'''
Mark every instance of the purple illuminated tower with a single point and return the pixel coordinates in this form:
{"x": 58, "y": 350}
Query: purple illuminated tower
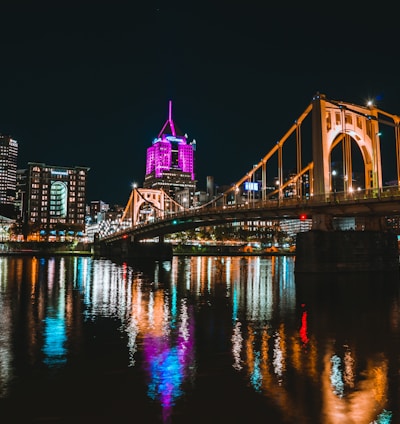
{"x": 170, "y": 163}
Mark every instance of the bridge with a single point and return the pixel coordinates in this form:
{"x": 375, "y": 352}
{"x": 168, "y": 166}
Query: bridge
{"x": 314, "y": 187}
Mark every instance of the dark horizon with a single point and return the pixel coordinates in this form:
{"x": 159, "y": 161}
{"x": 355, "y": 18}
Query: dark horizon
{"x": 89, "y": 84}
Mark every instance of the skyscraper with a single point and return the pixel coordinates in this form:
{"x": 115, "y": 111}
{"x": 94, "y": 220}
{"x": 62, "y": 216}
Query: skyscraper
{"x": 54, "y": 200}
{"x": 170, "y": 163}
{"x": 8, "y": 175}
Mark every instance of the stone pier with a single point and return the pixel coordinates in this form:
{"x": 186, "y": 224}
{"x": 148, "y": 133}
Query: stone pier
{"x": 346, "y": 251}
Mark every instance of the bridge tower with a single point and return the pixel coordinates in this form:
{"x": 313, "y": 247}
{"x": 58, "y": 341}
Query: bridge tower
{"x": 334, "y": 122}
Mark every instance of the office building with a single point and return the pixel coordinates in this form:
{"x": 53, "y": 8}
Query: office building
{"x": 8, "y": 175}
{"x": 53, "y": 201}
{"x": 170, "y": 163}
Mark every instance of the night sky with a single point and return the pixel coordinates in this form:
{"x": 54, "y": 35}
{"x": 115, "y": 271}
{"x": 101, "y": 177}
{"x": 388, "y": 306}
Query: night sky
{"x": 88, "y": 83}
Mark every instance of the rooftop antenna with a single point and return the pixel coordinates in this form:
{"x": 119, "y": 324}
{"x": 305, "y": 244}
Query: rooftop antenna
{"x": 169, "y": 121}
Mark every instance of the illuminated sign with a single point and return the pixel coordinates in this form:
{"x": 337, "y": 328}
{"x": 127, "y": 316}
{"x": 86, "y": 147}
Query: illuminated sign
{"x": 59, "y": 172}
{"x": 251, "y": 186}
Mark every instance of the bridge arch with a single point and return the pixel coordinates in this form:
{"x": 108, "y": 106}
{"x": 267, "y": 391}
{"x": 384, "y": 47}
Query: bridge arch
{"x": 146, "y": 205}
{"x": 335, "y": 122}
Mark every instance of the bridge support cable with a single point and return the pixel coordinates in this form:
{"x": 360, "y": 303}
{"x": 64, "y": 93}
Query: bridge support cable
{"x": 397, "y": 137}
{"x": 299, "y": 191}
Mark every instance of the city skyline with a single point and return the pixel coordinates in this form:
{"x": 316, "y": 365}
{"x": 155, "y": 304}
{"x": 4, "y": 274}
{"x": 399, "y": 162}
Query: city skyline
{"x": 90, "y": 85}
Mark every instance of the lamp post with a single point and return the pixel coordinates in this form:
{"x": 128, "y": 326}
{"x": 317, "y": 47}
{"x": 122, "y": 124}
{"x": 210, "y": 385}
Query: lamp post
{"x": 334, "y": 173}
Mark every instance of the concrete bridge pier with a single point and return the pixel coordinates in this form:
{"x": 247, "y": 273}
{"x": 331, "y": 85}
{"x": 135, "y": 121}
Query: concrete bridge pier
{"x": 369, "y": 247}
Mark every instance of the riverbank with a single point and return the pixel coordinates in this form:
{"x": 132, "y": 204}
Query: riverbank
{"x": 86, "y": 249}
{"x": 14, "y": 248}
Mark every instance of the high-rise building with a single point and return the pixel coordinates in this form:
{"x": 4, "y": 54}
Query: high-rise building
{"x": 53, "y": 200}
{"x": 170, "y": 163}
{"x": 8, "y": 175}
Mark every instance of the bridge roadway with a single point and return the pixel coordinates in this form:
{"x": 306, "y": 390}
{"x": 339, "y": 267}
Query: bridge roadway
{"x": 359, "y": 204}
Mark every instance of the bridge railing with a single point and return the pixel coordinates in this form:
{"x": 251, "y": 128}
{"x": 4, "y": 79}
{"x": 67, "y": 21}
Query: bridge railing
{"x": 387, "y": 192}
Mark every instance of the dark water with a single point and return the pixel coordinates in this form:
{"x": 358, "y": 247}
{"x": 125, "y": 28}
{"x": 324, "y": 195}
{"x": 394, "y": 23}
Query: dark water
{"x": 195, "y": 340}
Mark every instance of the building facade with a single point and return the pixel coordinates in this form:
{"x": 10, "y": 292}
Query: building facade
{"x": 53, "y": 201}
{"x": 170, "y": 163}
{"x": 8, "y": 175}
'''
§ Problem description:
Copy out the listing above in full and keep the pictures out.

§ Your solution:
Mark every instance of the purple illuminated tower with a single point and return the pixel coordinates in this form:
{"x": 58, "y": 350}
Query: purple illuminated tower
{"x": 170, "y": 163}
Mark every instance of the bridge with a single point and return the pixel coordinates in this form:
{"x": 375, "y": 352}
{"x": 168, "y": 166}
Query: bridge
{"x": 314, "y": 187}
Mark every instance of the dark horizon with a single point and return the pixel coordinates in this form:
{"x": 159, "y": 161}
{"x": 355, "y": 18}
Query: dark horizon
{"x": 89, "y": 84}
Mark every instance of the skyscraper with a single point and return the pixel coordinates in this form:
{"x": 115, "y": 111}
{"x": 94, "y": 220}
{"x": 62, "y": 216}
Query: skyscraper
{"x": 54, "y": 200}
{"x": 170, "y": 163}
{"x": 8, "y": 175}
Mark every instance of the stone pier with a single point and return the pixel coordinates in this form:
{"x": 186, "y": 224}
{"x": 148, "y": 133}
Query: stone pier
{"x": 346, "y": 251}
Mark every instance of the bridge tower with a single point and return the pixel coordinates in this form:
{"x": 313, "y": 247}
{"x": 58, "y": 341}
Query: bridge tower
{"x": 334, "y": 122}
Mark every instance of the office building with a single point and return the pixel coordinates in this form:
{"x": 53, "y": 8}
Query: office building
{"x": 8, "y": 175}
{"x": 53, "y": 201}
{"x": 170, "y": 163}
Mark every instance of the night sky with a single point and return the pixel coordinates in this form:
{"x": 54, "y": 35}
{"x": 115, "y": 271}
{"x": 101, "y": 177}
{"x": 388, "y": 306}
Query: night sky
{"x": 88, "y": 83}
Mark every instance of the rooftop antenna with a single point and return the pixel coordinates in this form:
{"x": 119, "y": 324}
{"x": 305, "y": 244}
Query: rooftop antenna
{"x": 169, "y": 121}
Mark every instance of the illuminated sign with a single point and return the pixel coordinates in this form:
{"x": 337, "y": 328}
{"x": 127, "y": 316}
{"x": 86, "y": 147}
Query: illuminated sign
{"x": 59, "y": 172}
{"x": 251, "y": 186}
Mark every instance of the bridge arch with a single point and return the pixel coordinates in this form:
{"x": 108, "y": 106}
{"x": 267, "y": 391}
{"x": 384, "y": 47}
Query: bridge arch
{"x": 146, "y": 205}
{"x": 335, "y": 122}
Mark every instance of the bridge support cable with a single point and return the pixel coordinates in this form:
{"x": 360, "y": 303}
{"x": 64, "y": 93}
Query: bridge support cable
{"x": 397, "y": 137}
{"x": 299, "y": 191}
Mark every instance of the city skyline with a single point and return the pixel coordinates in this form:
{"x": 316, "y": 365}
{"x": 155, "y": 304}
{"x": 4, "y": 274}
{"x": 399, "y": 162}
Query: city skyline
{"x": 90, "y": 85}
Mark every instance of the lamp post with a single point and return the pixel coordinates in this form:
{"x": 128, "y": 326}
{"x": 317, "y": 47}
{"x": 122, "y": 124}
{"x": 210, "y": 385}
Query: lamp post
{"x": 334, "y": 173}
Mark every instance of the concrete bridge pier with a single point and return the pixel coordinates in this form:
{"x": 247, "y": 273}
{"x": 331, "y": 85}
{"x": 135, "y": 121}
Query: concrete bridge pier
{"x": 369, "y": 247}
Mark every instance of the riverbank with a single point and return the pixel coordinates in this form:
{"x": 132, "y": 204}
Query: riverbank
{"x": 86, "y": 249}
{"x": 14, "y": 248}
Mark every instance of the high-rise building with a single point and return the pixel coordinates in this form:
{"x": 4, "y": 54}
Query: high-rise building
{"x": 53, "y": 200}
{"x": 170, "y": 163}
{"x": 8, "y": 175}
Mark every instance of the bridge roadway with a single point and return the pixel coordinates in this form:
{"x": 306, "y": 390}
{"x": 339, "y": 267}
Query: bridge roadway
{"x": 359, "y": 204}
Mark every instance of the bridge railing with a single point and return the pixel coordinates in this form:
{"x": 251, "y": 128}
{"x": 4, "y": 79}
{"x": 67, "y": 21}
Query: bridge railing
{"x": 387, "y": 192}
Mark every instance of the dark water with a single point and return the pixel coordinates in this form:
{"x": 358, "y": 247}
{"x": 125, "y": 28}
{"x": 324, "y": 195}
{"x": 394, "y": 23}
Query: dark water
{"x": 195, "y": 340}
Mark every instance of the building facade with a single point and return the pixel coordinates in this form:
{"x": 10, "y": 292}
Query: building facade
{"x": 53, "y": 201}
{"x": 170, "y": 163}
{"x": 8, "y": 175}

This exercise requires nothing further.